#### EXERCISE INPUTS
↓

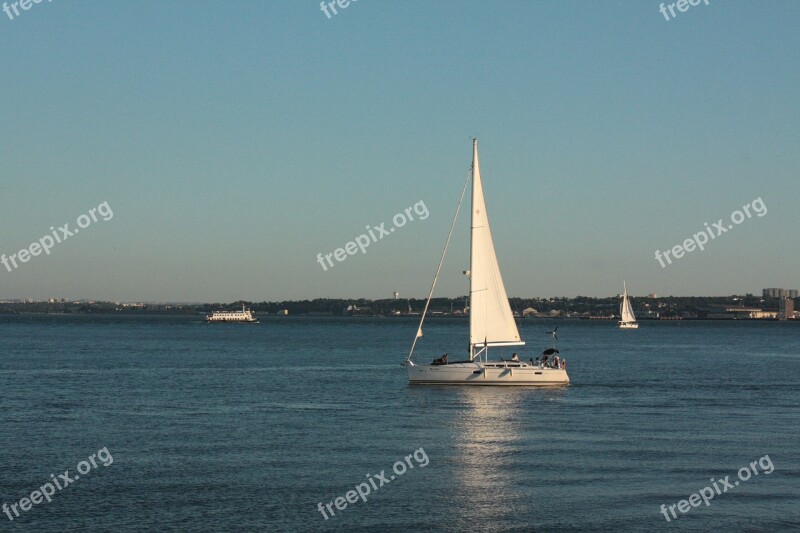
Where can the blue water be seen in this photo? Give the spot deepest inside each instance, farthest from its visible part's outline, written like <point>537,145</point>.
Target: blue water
<point>249,427</point>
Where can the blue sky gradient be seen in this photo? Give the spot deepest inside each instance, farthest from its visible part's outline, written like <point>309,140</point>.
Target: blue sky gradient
<point>235,141</point>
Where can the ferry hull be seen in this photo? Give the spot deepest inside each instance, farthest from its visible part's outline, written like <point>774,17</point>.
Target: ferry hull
<point>479,373</point>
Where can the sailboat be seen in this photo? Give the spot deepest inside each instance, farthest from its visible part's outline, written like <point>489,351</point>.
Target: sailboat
<point>628,319</point>
<point>491,322</point>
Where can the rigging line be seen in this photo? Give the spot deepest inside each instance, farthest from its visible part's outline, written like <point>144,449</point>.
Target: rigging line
<point>439,268</point>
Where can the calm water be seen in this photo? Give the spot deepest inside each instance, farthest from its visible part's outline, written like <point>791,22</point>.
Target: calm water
<point>232,427</point>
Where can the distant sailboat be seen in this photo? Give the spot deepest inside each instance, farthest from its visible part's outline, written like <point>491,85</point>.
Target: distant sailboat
<point>627,318</point>
<point>491,322</point>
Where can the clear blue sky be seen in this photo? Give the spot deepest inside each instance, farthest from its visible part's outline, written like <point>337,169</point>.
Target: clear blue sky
<point>236,140</point>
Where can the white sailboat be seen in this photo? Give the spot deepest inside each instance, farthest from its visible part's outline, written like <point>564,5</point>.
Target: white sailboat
<point>627,318</point>
<point>491,322</point>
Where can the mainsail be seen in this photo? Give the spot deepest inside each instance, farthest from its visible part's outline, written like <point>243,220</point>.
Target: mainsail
<point>491,320</point>
<point>625,310</point>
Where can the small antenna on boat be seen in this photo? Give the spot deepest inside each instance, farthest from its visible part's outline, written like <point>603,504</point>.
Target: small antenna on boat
<point>555,336</point>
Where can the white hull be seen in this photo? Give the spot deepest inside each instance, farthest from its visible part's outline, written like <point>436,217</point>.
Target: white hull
<point>491,373</point>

↑

#### THE TASK
Where the material contains pictures, leave them out and copy the rest verbatim.

#### ANSWER TO THE PROBLEM
Where can the blue water be seen in this photo? Give the spot deepest inside each instance, farthest from its visible part's outline, written like <point>537,145</point>.
Target: blue water
<point>249,427</point>
Where can the blue sky gradient be seen in this photo? Give the spot deepest inside each instance, farthest from its visible part's outline, written like <point>309,140</point>.
Target: blue sky gradient
<point>235,141</point>
Where can the ferry hull be seen in this photo? Give the spot deepest inside each instance, farthest from its visible part's outline, written like <point>774,17</point>.
Target: ferry hull
<point>479,373</point>
Where can the sailboat be seen in this photo? Give the spot deepest inside each instance, farthest from its visible part's outline, written like <point>489,351</point>.
Target: sailboat
<point>628,319</point>
<point>491,322</point>
Where can the rigging line be seen in this photo? Give the spot deepest inside each instance, farthest from its visible part's outline, written like <point>144,449</point>.
Target: rigging line
<point>439,268</point>
Where can the calm water be seen in this photo? Give the spot deepest inside each instance, farthest from its visible part's outline, written like <point>791,22</point>.
Target: calm water
<point>232,427</point>
Where can the distant sailboat be seen in this photo? Give the spot deepest inside each instance, farthest from its visible part's outline, written like <point>491,85</point>.
Target: distant sailboat
<point>627,318</point>
<point>491,322</point>
Where can the clear blue sky be seen in this photo? Give the spot deepest inside each instance, farthest from its visible part's outline, written like <point>337,169</point>.
Target: clear blue sky
<point>236,140</point>
Where can the white sailboat be seen in this photo? Give the spot deepest inside each instance, farthest from its visible part's outline, written like <point>564,5</point>.
Target: white sailboat
<point>627,318</point>
<point>491,322</point>
Where can the mainsail be seen in this photo? Give the spot deepest inside each instance, farthest from its visible part's outline, written like <point>243,220</point>.
Target: mainsail
<point>491,320</point>
<point>625,310</point>
Where can the small antenna on boat be seen in this photo? Give the spot deepest inside each instance, farthest from its visible part's outline, written like <point>603,504</point>.
Target: small antenna on boat
<point>555,336</point>
Where can the white hull be seen in this photo? Give the spot deepest inside each instance, farthest from its visible part's outline, written like <point>436,217</point>.
Target: white hull
<point>491,373</point>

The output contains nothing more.